Segment Open
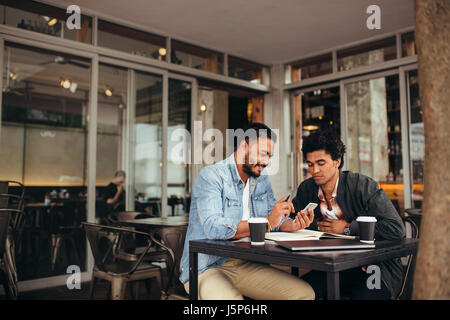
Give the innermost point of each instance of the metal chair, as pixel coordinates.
(406, 288)
(172, 239)
(65, 222)
(105, 242)
(12, 205)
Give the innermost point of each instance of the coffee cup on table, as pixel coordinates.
(258, 227)
(366, 228)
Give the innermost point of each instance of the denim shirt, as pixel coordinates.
(216, 209)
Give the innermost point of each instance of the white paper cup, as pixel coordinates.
(258, 227)
(366, 228)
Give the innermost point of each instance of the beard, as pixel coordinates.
(250, 169)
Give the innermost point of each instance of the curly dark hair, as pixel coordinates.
(326, 140)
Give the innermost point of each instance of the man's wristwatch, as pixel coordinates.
(347, 231)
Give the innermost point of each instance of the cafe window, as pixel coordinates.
(42, 18)
(179, 128)
(196, 57)
(374, 145)
(44, 145)
(315, 110)
(367, 54)
(114, 36)
(408, 44)
(417, 140)
(246, 70)
(309, 68)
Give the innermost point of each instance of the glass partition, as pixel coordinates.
(147, 143)
(246, 70)
(42, 18)
(315, 110)
(374, 145)
(44, 144)
(311, 67)
(196, 57)
(367, 54)
(111, 105)
(408, 44)
(417, 140)
(114, 36)
(179, 147)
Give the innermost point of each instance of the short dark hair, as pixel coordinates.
(120, 173)
(326, 140)
(253, 131)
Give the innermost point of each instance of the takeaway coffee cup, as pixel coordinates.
(258, 227)
(366, 229)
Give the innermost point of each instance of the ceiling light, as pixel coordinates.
(65, 83)
(162, 51)
(13, 76)
(52, 22)
(108, 92)
(311, 127)
(73, 87)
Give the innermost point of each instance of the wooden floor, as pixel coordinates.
(101, 293)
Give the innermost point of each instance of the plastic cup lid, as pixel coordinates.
(257, 220)
(366, 219)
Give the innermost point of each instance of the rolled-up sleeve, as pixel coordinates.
(208, 196)
(271, 203)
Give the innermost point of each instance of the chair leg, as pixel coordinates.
(118, 285)
(148, 286)
(134, 289)
(92, 289)
(71, 241)
(56, 243)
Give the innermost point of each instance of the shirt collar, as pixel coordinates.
(333, 194)
(231, 162)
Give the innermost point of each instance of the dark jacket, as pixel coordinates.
(359, 195)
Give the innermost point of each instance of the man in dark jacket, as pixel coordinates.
(342, 197)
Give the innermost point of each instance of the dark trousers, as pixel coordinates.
(353, 285)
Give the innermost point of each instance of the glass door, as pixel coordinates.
(416, 138)
(315, 109)
(111, 127)
(44, 144)
(145, 183)
(179, 177)
(374, 133)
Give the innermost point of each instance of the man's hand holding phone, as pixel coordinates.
(282, 207)
(302, 220)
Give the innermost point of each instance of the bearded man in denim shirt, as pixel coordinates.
(224, 197)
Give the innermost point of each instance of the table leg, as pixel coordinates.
(333, 289)
(193, 275)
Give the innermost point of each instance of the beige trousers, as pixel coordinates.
(237, 278)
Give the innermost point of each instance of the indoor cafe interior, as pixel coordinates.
(81, 106)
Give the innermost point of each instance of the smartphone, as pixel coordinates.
(311, 206)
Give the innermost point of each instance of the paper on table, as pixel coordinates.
(303, 234)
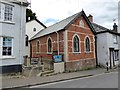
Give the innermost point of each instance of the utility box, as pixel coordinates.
(59, 67)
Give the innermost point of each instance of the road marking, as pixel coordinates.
(69, 80)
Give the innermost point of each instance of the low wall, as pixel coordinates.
(79, 65)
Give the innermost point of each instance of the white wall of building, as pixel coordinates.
(104, 42)
(102, 49)
(30, 26)
(15, 30)
(30, 32)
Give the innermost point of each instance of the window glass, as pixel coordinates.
(0, 11)
(76, 44)
(116, 52)
(49, 45)
(7, 46)
(87, 44)
(38, 46)
(8, 13)
(81, 23)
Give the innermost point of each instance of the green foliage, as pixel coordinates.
(30, 15)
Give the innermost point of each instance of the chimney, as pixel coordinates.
(90, 17)
(115, 27)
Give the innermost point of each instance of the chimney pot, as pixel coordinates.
(90, 17)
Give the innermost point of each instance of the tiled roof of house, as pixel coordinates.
(99, 28)
(24, 2)
(61, 25)
(38, 22)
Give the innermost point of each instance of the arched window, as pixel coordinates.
(26, 43)
(38, 46)
(87, 44)
(81, 23)
(49, 45)
(76, 44)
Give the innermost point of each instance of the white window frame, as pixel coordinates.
(38, 51)
(85, 44)
(2, 19)
(115, 39)
(81, 23)
(0, 11)
(116, 55)
(73, 44)
(11, 47)
(51, 44)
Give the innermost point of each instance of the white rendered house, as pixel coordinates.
(32, 28)
(107, 45)
(12, 35)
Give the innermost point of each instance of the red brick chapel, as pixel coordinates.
(73, 38)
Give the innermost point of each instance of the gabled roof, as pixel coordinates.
(100, 29)
(20, 2)
(38, 22)
(62, 25)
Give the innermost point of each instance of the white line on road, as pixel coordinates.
(70, 80)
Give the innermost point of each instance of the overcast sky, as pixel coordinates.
(52, 11)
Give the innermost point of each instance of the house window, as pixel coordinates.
(49, 45)
(7, 46)
(76, 44)
(26, 43)
(34, 29)
(116, 52)
(0, 11)
(38, 46)
(115, 38)
(87, 44)
(8, 13)
(81, 23)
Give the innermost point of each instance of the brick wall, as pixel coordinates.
(75, 60)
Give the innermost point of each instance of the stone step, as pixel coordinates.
(45, 73)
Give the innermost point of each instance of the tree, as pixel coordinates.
(30, 15)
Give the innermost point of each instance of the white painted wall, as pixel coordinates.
(102, 50)
(30, 26)
(16, 30)
(104, 42)
(119, 27)
(29, 31)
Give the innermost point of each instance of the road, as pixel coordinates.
(106, 80)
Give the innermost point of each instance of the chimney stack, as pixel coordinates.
(115, 27)
(90, 17)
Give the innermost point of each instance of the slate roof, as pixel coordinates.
(100, 29)
(24, 2)
(62, 25)
(38, 22)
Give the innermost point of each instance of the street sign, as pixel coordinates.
(57, 58)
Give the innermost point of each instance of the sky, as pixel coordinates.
(49, 12)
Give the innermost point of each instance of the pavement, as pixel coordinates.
(14, 83)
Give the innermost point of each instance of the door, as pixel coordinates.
(112, 61)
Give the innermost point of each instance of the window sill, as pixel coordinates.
(8, 22)
(7, 57)
(88, 52)
(49, 52)
(76, 52)
(37, 52)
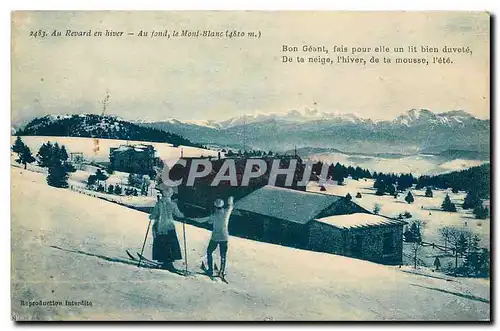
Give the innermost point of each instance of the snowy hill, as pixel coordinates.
(68, 246)
(97, 150)
(97, 126)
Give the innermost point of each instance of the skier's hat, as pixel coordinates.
(219, 203)
(165, 190)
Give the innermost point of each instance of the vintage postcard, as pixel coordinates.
(250, 166)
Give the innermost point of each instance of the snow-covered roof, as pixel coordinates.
(137, 148)
(286, 204)
(358, 220)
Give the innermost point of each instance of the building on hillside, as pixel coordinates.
(364, 236)
(306, 220)
(138, 159)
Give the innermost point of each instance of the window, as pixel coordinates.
(388, 243)
(356, 245)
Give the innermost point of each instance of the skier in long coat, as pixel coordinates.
(220, 233)
(166, 248)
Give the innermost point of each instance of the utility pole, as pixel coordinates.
(244, 133)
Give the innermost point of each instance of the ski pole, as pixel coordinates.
(185, 245)
(144, 244)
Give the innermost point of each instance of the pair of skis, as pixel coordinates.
(219, 273)
(149, 263)
(152, 264)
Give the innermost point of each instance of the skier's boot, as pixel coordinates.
(222, 271)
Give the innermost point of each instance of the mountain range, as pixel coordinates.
(412, 132)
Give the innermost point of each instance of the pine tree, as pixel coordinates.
(481, 212)
(58, 175)
(18, 145)
(471, 200)
(24, 155)
(413, 234)
(409, 197)
(447, 205)
(45, 155)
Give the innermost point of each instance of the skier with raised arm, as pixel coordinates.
(220, 234)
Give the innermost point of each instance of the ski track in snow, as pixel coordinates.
(266, 282)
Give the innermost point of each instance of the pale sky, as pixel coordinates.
(197, 79)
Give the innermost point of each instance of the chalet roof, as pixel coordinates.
(358, 220)
(286, 204)
(137, 148)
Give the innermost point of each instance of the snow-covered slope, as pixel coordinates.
Segment Closed
=== Assignment ===
In the listing above, find the line with "Give the innermost point of each instance of the chalet" and set down that line and all after it exactly, through the final line.

=== Output ===
Give the innermost point of each instance of the chalet roof, as pixel coordinates.
(358, 220)
(286, 204)
(137, 148)
Give the innermost point of each instance of the snow-covered slope, as pixel coordinates.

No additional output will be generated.